[Records from a data source]
BEGIN

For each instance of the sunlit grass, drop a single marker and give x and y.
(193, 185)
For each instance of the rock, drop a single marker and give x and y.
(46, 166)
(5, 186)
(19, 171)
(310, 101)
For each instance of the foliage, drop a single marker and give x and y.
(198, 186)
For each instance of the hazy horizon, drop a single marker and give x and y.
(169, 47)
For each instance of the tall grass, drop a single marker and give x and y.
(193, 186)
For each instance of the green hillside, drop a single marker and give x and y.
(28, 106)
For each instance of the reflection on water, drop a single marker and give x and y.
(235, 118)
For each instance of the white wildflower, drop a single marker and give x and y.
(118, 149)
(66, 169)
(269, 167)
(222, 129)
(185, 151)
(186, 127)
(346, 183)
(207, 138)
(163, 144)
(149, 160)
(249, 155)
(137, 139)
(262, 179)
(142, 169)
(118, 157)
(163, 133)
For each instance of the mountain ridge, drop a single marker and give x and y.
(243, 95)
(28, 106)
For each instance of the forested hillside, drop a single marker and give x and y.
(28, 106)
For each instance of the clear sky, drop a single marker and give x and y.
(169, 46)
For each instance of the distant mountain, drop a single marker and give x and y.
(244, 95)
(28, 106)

END

• **REQUIRED WORK**
Your task is to print all of the records exactly.

• **FULL ANSWER**
For each instance of the sunlit grass, drop a single marker and give x and y.
(193, 185)
For each instance of the rock, drop a single marker and give x and y.
(46, 166)
(5, 186)
(19, 171)
(310, 101)
For each instance of the foliage, drop a single marker and give x and y.
(198, 186)
For each instance of the hazy horizon, drop a single marker and give x and y.
(169, 47)
For each instance of the tall grass, drop a single marker and give x and y.
(193, 186)
For each instance of the green hillside, drop a single marker and give x and y.
(28, 106)
For each instance of the reflection on water, drop a single marker and give x and y.
(235, 118)
For each instance of the white wildflower, drop a single marker and give x and y.
(118, 149)
(66, 169)
(269, 167)
(222, 129)
(185, 151)
(186, 127)
(346, 183)
(207, 138)
(163, 144)
(149, 160)
(249, 155)
(137, 139)
(262, 179)
(142, 169)
(118, 157)
(163, 133)
For each instance of the mountain ridge, drop a single marker and give x and y.
(243, 95)
(28, 106)
For each instance of the forested hillside, drop a single marker and give x and y.
(28, 106)
For each instance of the clear sky, drop a single marker and give x and y.
(169, 46)
For each instance of the distant mountain, drop a single marker and give x and y.
(244, 95)
(28, 106)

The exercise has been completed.